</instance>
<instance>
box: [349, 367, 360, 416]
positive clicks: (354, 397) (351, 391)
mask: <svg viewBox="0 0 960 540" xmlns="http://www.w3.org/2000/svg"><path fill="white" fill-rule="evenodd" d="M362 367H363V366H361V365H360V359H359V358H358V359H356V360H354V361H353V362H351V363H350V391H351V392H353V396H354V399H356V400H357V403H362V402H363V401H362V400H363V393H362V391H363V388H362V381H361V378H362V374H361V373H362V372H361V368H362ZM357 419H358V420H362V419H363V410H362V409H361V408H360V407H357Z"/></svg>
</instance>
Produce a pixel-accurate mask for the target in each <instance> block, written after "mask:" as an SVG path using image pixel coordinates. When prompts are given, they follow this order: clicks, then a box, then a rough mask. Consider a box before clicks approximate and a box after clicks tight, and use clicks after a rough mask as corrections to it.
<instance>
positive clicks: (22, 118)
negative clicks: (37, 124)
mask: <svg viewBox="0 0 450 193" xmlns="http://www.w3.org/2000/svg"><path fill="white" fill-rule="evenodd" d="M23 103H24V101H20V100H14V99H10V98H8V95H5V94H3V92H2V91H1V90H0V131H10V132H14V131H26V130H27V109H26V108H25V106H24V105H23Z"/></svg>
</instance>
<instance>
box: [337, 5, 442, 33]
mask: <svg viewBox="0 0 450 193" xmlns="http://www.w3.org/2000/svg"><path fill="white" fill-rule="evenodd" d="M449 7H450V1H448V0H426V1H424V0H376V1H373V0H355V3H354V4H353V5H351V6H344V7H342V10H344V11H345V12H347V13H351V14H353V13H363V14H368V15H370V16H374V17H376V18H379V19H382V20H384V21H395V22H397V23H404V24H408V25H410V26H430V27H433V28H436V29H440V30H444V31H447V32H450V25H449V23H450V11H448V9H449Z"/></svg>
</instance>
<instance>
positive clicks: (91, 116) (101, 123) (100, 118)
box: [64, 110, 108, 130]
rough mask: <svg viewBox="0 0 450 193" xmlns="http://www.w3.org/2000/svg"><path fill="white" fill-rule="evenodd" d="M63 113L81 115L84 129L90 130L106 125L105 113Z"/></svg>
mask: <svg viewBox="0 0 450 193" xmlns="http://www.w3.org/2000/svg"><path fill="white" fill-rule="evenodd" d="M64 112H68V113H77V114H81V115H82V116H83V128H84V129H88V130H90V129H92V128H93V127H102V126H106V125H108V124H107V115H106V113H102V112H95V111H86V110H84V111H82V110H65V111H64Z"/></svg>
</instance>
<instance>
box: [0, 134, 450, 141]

^^^^^^^^^^^^^^^^

Work instructions | Your task is to return the full listing exactly as it was given.

Written solution |
</instance>
<instance>
box: [349, 367, 360, 416]
positive clicks: (354, 397) (351, 391)
mask: <svg viewBox="0 0 960 540" xmlns="http://www.w3.org/2000/svg"><path fill="white" fill-rule="evenodd" d="M362 367H363V366H361V365H360V359H359V358H358V359H356V360H354V361H353V362H351V363H350V391H351V392H353V396H354V399H356V400H357V403H362V402H363V401H362V400H363V393H362V391H363V388H362V381H361V378H362V374H361V373H362V372H361V368H362ZM357 419H358V420H362V419H363V410H362V409H361V408H360V407H357Z"/></svg>
</instance>
Produce a pixel-accurate mask for the target in each <instance> block, written after "mask:" as an SVG path using image pixel coordinates. When prompts are given, they follow this order: clicks, then a box, then a rough mask. Consider a box before clicks approximate and a box after clicks tight, and use clicks after a rough mask as corrections to it.
<instance>
positive clicks: (22, 118)
negative clicks: (37, 124)
mask: <svg viewBox="0 0 450 193" xmlns="http://www.w3.org/2000/svg"><path fill="white" fill-rule="evenodd" d="M23 103H24V101H20V100H14V99H10V98H8V95H5V94H3V92H2V91H1V90H0V131H10V132H14V131H26V130H27V109H26V108H25V106H24V105H23Z"/></svg>
</instance>
<instance>
box: [337, 5, 442, 33]
mask: <svg viewBox="0 0 450 193" xmlns="http://www.w3.org/2000/svg"><path fill="white" fill-rule="evenodd" d="M449 7H450V1H448V0H426V1H424V0H376V1H373V0H355V3H354V4H353V5H351V6H344V7H342V10H344V11H345V12H347V13H351V14H353V13H363V14H368V15H370V16H374V17H376V18H379V19H382V20H384V21H395V22H397V23H404V24H408V25H410V26H430V27H433V28H436V29H440V30H444V31H447V32H450V25H449V23H450V11H448V9H449Z"/></svg>
</instance>
<instance>
positive clicks: (91, 116) (101, 123) (100, 118)
box: [64, 110, 108, 130]
rough mask: <svg viewBox="0 0 450 193" xmlns="http://www.w3.org/2000/svg"><path fill="white" fill-rule="evenodd" d="M63 113L81 115L84 129L90 130L106 125L105 113Z"/></svg>
mask: <svg viewBox="0 0 450 193" xmlns="http://www.w3.org/2000/svg"><path fill="white" fill-rule="evenodd" d="M64 112H68V113H77V114H81V115H82V116H83V128H84V129H88V130H90V129H92V128H93V127H102V126H106V125H108V124H107V115H106V113H102V112H95V111H86V110H84V111H82V110H65V111H64Z"/></svg>
</instance>
<instance>
box: [0, 134, 450, 141]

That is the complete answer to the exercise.